[What to work on]: Please extend the article below about the Al Jazeera documentary's claims against Peyton Manning, starting after its final paragraph. The data that follows the article is not part of it.

[Excerpt]:
The man who claimed in an Al Jazeera documentary that an Indiana clinic supplied Peyton Manning with human-growth hormone now says that he lied—and did so to defraud a person he calls a “fraudster.”

“Another time that I worked with Peyton, him and his wife would come in after hours and get IVs and s—,” Charlie Sly says in a secret recording. “All the time we would be sending growth hormone, all the time, everywhere.” Based on such statements, The Dark Side: The Secret World of Sports Doping announces “extraordinary claims that raise questions whether an American sporting hero, Peyton Manning, is linked to performance-enhancing drugs.”

But Manning denies it, the clinic that treated him denies it, and even the man heard on Al Jazeera making the “extraordinary” claims denies it.

“It has come to my attention that the broadcaster Al Jazeera has somehow obtained recordings or communications of me making statements concerning a number of athletes, and that Al Jazeera plans to air a program about them,” Sly explained in a YouTube video. “Any recordings of me were made without my knowledge or consent. It is my belief that an individual named Liam Collins secretly made those recordings. Liam is a recruited fraudster who is banned in his native United Kingdom from running any investment businesses. The statements on any recordings or communications that Al Jazeera plans to air are absolutely false and incorrect.”

Collins, a track-and-field athlete, claims he took part in the undercover operation to clean up sports. But by using a green athlete rather than a seasoned reporter, Al Jazeera may find themselves cleaned out defending lawsuits from the many athletes named in the program. Sly says he lied to Collins in a feeling-out process to see if the athlete going into the same business would rip him off. Collins’ past troubles, he says, put him on guard and made it necessary to feed him false information.

(Items listed in a dataset)
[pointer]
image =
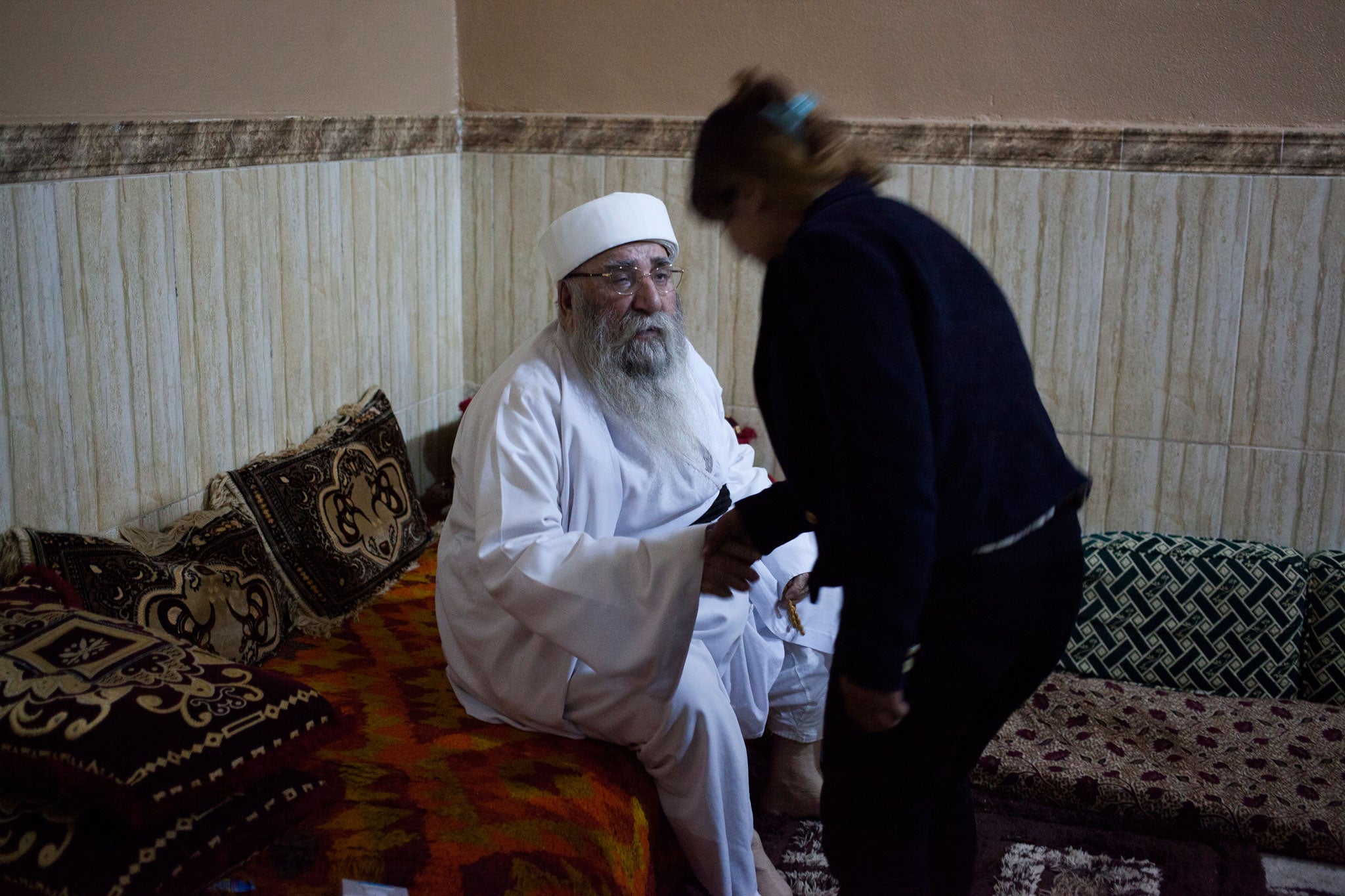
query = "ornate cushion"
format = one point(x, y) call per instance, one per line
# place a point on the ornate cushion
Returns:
point(338, 513)
point(61, 845)
point(1268, 771)
point(1324, 639)
point(206, 580)
point(141, 725)
point(1191, 614)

[Exercise output]:
“To be clear: I am recanting any such statements and there is no truth to any statement of mine that Al Jazeera plans to air,” Sly said on YouTube. “Under no circumstances should any of those statements, recordings or communications be aired.”

Whether Sly even worked at Indiana’s Guyer Institute when he supposedly supplied drugs to Peyton Manning and his wife remains a major point of dispute between Al Jazeera and its detractors. Al Jazeera says it possesses proof that Sly worked there as a medical intern in 2011. The anti-aging clinic says Sly did not work there until 2013, making it impossible for him to have been a party to any scheme to supply Manning or his wife with illegal drugs. The Guyer Institute released a statement knocking holes in the Al Jazeera story:

Others not vested in the story have come out swinging for Manning, an athlete with a stellar reputation both on and off the field.

“I love Peyton Manning, I mean, I think he’s a real man and a real credit to the game of football,” former Bears and Saints coach Mike Ditka explained. “Here’s the thing that bothers me: Al Jazeera is not a credible news organization. They’re out there spreading garbage. That’s what they do, yet we give them credibility by talking about it. They’re garbage. That’s what they are.”